Available data>
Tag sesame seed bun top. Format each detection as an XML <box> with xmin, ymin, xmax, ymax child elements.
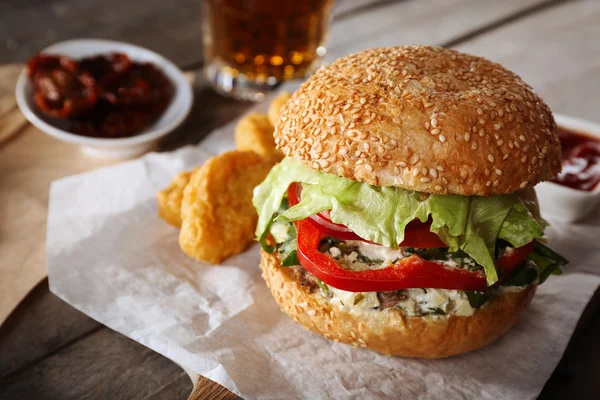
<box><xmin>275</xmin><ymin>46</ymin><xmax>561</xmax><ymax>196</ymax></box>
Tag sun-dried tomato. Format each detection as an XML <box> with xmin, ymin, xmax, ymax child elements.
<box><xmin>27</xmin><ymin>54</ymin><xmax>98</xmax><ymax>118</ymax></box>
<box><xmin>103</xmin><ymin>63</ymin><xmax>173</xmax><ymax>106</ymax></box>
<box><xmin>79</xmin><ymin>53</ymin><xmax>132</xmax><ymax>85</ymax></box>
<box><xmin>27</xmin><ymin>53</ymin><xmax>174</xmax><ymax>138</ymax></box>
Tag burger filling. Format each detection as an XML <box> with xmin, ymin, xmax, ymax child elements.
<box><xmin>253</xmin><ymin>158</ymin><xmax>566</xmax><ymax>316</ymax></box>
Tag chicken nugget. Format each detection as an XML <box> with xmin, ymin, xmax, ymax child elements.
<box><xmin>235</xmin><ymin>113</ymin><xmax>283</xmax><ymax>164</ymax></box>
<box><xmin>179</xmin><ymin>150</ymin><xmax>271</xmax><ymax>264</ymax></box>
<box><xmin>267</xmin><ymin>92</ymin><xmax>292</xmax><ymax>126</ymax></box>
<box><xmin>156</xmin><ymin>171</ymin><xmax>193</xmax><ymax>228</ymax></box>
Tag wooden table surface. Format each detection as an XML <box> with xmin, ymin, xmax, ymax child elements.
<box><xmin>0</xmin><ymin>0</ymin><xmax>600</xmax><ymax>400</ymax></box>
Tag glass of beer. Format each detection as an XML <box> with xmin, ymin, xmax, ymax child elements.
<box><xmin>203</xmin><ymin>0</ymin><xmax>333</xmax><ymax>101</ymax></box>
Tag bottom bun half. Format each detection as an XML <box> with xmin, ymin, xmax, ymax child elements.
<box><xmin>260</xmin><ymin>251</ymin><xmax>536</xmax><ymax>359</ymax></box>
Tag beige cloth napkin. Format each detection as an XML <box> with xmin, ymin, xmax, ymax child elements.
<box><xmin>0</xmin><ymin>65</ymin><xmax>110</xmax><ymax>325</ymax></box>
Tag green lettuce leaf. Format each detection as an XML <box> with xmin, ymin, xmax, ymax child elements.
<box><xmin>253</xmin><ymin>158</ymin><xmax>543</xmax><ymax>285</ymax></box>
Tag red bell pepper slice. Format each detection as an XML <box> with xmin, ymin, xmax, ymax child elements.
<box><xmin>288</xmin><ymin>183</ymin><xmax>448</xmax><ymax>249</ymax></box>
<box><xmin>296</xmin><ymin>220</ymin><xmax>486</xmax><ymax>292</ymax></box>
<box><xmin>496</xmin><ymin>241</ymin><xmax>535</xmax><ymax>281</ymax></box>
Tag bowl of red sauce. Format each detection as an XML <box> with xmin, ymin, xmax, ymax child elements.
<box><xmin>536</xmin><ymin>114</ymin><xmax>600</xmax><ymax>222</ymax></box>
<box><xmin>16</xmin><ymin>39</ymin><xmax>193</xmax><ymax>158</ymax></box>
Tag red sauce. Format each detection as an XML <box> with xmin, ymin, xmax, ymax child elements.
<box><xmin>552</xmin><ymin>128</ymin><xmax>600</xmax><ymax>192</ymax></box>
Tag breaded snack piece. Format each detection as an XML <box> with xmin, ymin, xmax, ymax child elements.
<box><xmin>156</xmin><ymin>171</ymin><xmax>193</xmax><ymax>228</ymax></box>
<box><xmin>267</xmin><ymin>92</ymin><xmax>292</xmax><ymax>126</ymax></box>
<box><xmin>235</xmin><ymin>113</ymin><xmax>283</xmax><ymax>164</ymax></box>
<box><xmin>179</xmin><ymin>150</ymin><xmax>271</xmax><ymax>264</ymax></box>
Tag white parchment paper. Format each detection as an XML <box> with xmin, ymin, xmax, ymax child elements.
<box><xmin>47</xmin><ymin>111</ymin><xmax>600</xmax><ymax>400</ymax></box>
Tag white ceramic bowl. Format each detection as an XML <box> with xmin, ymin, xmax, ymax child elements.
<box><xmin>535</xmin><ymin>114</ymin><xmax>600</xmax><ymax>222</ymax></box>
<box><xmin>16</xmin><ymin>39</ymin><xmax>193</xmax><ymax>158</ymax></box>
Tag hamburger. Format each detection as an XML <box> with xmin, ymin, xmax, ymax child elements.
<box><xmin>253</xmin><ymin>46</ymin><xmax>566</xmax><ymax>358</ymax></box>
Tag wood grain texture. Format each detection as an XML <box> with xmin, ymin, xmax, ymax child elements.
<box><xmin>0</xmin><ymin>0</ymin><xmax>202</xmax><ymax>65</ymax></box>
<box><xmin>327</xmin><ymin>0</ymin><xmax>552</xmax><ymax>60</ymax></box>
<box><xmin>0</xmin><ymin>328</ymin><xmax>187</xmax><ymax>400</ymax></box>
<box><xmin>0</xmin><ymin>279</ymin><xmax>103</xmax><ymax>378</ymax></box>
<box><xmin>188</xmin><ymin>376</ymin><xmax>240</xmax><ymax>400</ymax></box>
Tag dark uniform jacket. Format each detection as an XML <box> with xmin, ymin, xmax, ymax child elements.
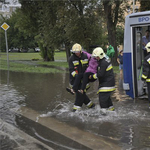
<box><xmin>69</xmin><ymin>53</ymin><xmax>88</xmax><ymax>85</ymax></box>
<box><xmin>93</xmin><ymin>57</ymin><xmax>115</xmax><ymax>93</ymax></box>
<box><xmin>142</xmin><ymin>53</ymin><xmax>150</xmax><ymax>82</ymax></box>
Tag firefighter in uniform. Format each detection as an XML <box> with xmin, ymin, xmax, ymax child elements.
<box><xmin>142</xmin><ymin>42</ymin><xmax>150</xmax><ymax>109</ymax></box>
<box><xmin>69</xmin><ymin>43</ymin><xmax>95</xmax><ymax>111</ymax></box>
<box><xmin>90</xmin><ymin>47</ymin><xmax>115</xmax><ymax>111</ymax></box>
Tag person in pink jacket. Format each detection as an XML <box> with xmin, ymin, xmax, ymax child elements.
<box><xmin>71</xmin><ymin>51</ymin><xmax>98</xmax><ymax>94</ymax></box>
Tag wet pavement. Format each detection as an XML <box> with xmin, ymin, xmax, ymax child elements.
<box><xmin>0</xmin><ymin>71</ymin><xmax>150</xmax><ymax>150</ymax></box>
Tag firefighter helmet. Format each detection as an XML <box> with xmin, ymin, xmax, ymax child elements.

---

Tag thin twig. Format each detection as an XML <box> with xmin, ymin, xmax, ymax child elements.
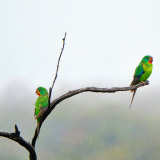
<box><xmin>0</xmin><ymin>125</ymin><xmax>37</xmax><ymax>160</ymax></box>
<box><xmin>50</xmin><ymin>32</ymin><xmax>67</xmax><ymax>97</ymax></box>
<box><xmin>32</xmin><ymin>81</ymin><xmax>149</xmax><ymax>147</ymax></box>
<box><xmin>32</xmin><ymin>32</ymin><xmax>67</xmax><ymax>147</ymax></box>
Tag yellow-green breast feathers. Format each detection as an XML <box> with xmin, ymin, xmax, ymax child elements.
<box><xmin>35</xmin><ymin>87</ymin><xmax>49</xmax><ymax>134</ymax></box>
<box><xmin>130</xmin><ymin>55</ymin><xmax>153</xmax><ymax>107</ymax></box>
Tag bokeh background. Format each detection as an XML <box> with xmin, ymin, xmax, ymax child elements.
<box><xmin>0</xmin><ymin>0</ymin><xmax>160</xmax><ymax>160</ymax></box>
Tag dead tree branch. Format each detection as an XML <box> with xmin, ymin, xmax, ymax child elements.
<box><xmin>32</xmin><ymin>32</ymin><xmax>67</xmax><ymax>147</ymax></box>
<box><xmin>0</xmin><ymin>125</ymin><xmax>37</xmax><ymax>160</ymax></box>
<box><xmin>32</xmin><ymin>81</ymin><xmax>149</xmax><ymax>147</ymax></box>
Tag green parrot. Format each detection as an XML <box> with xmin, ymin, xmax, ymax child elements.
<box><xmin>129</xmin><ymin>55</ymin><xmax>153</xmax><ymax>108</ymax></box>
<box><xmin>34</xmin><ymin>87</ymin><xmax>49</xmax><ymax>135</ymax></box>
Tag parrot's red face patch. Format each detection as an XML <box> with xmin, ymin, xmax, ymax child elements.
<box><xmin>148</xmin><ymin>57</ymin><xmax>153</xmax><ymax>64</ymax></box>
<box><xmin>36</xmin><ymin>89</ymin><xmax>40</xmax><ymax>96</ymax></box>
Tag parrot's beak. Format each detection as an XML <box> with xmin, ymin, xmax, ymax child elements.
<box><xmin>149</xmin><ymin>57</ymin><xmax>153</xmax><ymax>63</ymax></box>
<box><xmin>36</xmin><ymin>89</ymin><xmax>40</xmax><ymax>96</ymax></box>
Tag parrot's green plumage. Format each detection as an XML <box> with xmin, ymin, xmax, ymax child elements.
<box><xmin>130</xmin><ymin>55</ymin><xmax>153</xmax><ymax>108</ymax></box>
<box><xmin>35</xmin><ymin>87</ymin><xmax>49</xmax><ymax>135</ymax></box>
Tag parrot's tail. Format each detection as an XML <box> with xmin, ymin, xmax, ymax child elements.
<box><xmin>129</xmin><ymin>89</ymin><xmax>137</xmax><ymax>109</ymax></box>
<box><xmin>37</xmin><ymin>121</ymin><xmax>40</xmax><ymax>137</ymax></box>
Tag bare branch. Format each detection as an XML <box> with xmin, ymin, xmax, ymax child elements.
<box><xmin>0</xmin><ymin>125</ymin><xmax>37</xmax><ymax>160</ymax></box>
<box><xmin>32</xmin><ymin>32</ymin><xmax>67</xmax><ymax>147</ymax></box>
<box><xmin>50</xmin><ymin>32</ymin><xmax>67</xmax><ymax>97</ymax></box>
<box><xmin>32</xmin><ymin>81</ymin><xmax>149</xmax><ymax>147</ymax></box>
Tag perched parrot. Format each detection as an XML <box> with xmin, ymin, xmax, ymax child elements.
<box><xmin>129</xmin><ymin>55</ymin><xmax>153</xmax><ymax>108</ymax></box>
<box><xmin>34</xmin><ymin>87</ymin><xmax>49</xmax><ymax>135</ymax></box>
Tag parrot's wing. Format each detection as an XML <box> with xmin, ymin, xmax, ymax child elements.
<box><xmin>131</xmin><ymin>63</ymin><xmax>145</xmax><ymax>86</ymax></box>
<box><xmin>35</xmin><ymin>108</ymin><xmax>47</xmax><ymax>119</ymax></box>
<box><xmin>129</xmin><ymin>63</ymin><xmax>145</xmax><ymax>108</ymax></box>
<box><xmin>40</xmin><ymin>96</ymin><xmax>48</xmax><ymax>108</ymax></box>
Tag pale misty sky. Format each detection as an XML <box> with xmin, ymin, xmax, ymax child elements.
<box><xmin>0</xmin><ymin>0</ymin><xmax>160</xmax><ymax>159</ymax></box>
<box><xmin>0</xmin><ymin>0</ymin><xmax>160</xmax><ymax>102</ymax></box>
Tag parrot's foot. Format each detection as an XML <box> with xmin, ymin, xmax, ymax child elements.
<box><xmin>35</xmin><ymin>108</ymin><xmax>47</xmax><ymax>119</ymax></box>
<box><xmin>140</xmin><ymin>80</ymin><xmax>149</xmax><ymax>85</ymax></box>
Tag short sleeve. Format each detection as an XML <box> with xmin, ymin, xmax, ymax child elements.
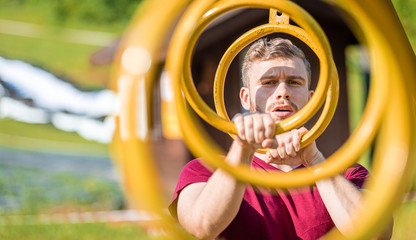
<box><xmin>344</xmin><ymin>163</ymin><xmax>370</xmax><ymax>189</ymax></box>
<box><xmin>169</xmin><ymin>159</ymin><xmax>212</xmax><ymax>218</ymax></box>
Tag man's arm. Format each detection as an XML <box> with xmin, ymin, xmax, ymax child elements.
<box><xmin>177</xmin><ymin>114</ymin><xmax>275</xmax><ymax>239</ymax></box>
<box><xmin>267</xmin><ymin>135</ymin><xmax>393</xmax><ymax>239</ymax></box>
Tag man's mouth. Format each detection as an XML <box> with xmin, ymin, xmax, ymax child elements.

Goal of the exercise>
List each line of the material that contains the word "branch", copying every such line in full.

Finished answer>
Tag dead tree branch. Format each detection as an XML <box> with xmin, ymin, xmax, ymax child elements.
Tag bare branch. Format each detection as an XML <box> with xmin, ymin, xmax, ymax child elements.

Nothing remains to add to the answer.